**Exercise aim:**
Reproduce every one of the following items word for word, keeping each line unchanged.

**Material to process:**
<<<<
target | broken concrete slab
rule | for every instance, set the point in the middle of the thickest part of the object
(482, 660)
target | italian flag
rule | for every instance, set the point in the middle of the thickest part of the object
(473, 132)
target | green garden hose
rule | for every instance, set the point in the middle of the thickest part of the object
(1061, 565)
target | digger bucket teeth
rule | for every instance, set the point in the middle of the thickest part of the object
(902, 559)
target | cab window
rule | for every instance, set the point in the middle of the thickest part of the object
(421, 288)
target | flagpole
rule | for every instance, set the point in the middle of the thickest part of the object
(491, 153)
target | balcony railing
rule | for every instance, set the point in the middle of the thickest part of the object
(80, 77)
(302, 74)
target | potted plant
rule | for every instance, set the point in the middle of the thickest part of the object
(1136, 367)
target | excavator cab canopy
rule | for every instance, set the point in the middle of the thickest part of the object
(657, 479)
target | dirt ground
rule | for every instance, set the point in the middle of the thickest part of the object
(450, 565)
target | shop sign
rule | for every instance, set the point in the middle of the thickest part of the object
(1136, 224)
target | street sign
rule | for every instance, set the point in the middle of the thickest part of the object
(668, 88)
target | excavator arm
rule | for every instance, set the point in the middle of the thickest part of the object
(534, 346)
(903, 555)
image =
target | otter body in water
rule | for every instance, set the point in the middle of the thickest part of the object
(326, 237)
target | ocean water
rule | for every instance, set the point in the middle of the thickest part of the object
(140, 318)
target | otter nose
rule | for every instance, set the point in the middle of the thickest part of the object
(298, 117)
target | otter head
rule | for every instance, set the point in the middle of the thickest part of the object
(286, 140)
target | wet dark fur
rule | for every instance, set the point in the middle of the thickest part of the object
>>>>
**Solved problem:**
target | broken concrete slab
rule | for every instance, set the point in the middle of the thickest part of the object
(482, 660)
target | italian flag
rule | for every instance, set the point in the middle of the thickest part of the object
(473, 132)
target | green garden hose
rule | for every instance, set the point in the middle of the thickest part of the object
(1061, 565)
target | digger bucket teeth
rule | for every instance, set the point in the middle of the thickest part of the object
(902, 559)
target | cab window
rule | for every instance, set the point in the middle of the thickest part of the object
(421, 288)
target | flagpole
rule | for every instance, set the point in the middle of the thickest part of the object
(491, 153)
target | balcony railing
rule | for every instance, set the point in the middle of the thickest part of the object
(80, 77)
(302, 74)
target | potted plant
rule | for every instance, set the point in the middle of the thickest part of the object
(1136, 367)
target | excavator cab canopy
rule | for every instance, set the point in the middle of the thickest part of the object
(657, 479)
target | dirt ground
rule | for every instance, set the point in the middle of the thickest part of the object
(450, 565)
target | shop sign
rule | for every instance, set the point in the middle of the thickest part of the object
(1136, 224)
target | street sign
rule | for every instance, set the point in the middle of the thickest part of the object
(668, 88)
target | excavator arm
rule | for every instance, set the point in the middle of the thickest part of the object
(534, 346)
(903, 555)
image =
target | otter body in water
rule | for every instance, set the point in the middle of the thickest part of the object
(326, 237)
target | ocean water
rule | for every instance, set the point in the middle of the thickest part of the object
(140, 318)
target | otter nose
rule | for every instance, set the point in the middle of the thickest part of the object
(298, 117)
target | otter head
rule | for every instance, set the point in the middle of the thickest part of the object
(286, 140)
target | wet dark fur
rule | for every instance, set the point in the middle of the thickest part of the object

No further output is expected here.